Exercise objective: Please reproduce, exactly and with nothing added, the line containing "the blue short-sleeved" and every line after it to the end of the records.

Records for this task:
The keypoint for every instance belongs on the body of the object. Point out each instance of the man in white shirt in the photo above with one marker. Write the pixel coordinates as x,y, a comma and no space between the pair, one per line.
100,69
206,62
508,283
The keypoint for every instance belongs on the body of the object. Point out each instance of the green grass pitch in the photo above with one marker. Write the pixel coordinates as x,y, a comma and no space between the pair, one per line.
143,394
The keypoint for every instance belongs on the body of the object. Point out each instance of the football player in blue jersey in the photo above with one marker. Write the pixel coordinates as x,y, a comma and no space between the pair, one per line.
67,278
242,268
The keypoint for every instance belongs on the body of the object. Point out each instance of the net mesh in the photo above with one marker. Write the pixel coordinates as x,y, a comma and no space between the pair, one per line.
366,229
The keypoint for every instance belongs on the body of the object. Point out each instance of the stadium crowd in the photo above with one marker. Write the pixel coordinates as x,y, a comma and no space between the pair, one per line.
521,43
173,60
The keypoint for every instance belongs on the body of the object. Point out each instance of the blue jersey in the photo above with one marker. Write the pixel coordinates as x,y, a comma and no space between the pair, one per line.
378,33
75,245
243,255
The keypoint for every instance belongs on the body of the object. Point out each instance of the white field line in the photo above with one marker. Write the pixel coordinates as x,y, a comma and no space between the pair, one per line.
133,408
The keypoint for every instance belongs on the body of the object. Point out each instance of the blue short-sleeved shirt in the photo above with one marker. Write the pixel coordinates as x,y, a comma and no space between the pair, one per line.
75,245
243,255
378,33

Solution below:
The keypoint for every instance belongs on the body of the object. Point out each instance of the blue short-sleeved shirt in the photo above with one marker. Write the pixel coordinates as x,y, a comma and no space between the pair, one per line.
75,245
243,255
378,33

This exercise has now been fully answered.